Give every line of the data again, unchanged, but with no pictures.
# start of DATA SECTION
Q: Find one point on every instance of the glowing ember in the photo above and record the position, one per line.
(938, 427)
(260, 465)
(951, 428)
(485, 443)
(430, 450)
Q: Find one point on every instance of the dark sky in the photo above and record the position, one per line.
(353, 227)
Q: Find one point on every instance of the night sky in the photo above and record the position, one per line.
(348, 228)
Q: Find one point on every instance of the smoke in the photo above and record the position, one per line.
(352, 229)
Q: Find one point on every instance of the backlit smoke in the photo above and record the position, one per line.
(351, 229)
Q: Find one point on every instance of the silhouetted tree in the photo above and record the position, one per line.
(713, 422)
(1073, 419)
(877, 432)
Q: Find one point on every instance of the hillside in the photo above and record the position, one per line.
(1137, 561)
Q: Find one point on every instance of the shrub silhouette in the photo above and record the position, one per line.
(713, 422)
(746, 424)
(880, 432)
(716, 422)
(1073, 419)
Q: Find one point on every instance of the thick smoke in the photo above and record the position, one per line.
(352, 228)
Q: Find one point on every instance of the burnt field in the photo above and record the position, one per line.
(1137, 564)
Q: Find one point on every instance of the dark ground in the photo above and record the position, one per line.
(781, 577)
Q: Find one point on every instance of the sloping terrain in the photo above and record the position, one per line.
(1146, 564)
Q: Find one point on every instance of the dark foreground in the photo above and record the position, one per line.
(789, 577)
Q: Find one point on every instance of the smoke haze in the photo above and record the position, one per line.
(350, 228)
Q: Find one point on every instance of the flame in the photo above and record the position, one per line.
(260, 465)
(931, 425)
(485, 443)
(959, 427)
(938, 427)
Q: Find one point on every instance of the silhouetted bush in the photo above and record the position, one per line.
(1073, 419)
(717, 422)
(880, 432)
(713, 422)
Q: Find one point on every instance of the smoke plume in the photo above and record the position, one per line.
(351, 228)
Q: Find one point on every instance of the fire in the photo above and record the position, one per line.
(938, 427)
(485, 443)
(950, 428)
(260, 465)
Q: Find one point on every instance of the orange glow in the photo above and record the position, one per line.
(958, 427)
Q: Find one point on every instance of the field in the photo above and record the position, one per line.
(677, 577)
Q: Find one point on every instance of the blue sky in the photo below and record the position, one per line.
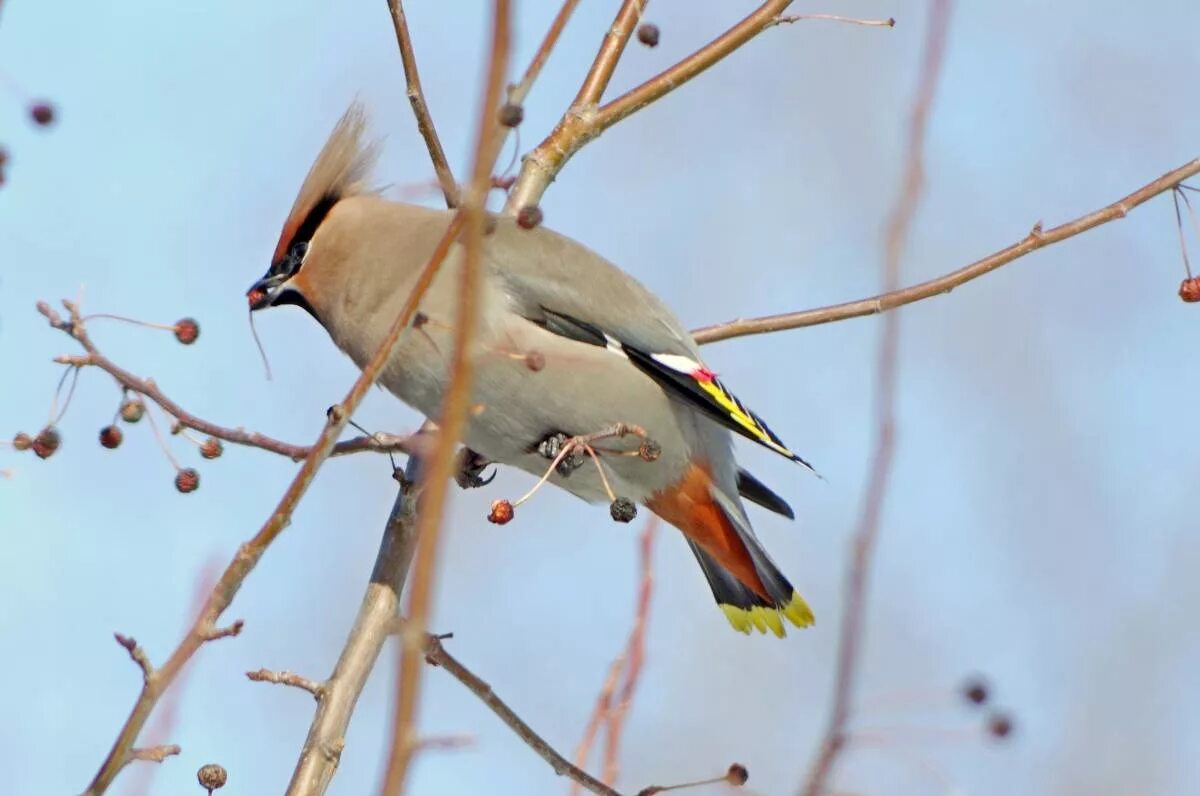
(1041, 527)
# end of DATA SECTION
[ANSWER BELOW]
Q: Find one point on every instance of the glowing ember in the photo above and record the position, one per line.
(938, 427)
(260, 465)
(951, 428)
(485, 443)
(430, 450)
Q: Find one point on every instance of the dark sky in the photo above and record the position, one per line.
(353, 227)
Q: Find one point on every instance of the night sky in the photo above and record the position, one per line.
(348, 228)
Q: Find one point on every instance of the smoke in the photo above and record the position, one per line.
(352, 229)
Q: Find one point on every instance of the backlit smoke in the photo above and record the position, one per line.
(351, 229)
Q: Find one point on every instance of the silhouetted tree in the photo above and record the position, one per line.
(713, 422)
(1073, 419)
(877, 432)
Q: Find one point on every instance of the hillside in the photo above and record the position, one per line.
(1137, 561)
Q: Find one point on every instance of the shrub silhouette in the photo above and record the position, one per line.
(713, 422)
(746, 424)
(880, 432)
(716, 422)
(1073, 419)
Q: Find one point on every instance of the thick smoke in the photo above and record the position, one per line.
(352, 228)
Q: Find one point on every instance of the burnt field in the photo above and record the position, one per line.
(1137, 564)
Q: Find one point on every instance of the dark ground in the photo above and record the position, one per line.
(781, 577)
Q: Find one point on every instance of the sloping terrain in the photo above and record the position, one per line.
(1146, 564)
Q: Find one point on every instance of the dark foreground in the photo above and record the position, one per line.
(789, 577)
Q: Find one point on every instance of the smoke haze in the photo above and record the position, one per line.
(350, 228)
Q: Find one point on every instance of the flame in the photo above and record the position, one per line.
(260, 465)
(931, 425)
(485, 443)
(959, 427)
(938, 427)
Q: Find one point on every instance of the silhouetted bush in the photo above and record the position, one per line.
(1073, 419)
(717, 422)
(880, 432)
(713, 422)
Q: Find one point on every instance of the smoke plume in the photo above and record the position, one per line.
(351, 228)
Q: Find one point on every instance of the fire in the photo above and record the position, one per line.
(938, 427)
(485, 443)
(950, 428)
(260, 465)
Q: Find one point on every instance of the orange glow in the photo above and record the position, one per line.
(958, 427)
Q: Find one point on every instance of the field in the photo above and record the position, one per line.
(677, 577)
Q: Find one point on every instance of the blue sky in the photo below and record the position, one per line.
(1041, 527)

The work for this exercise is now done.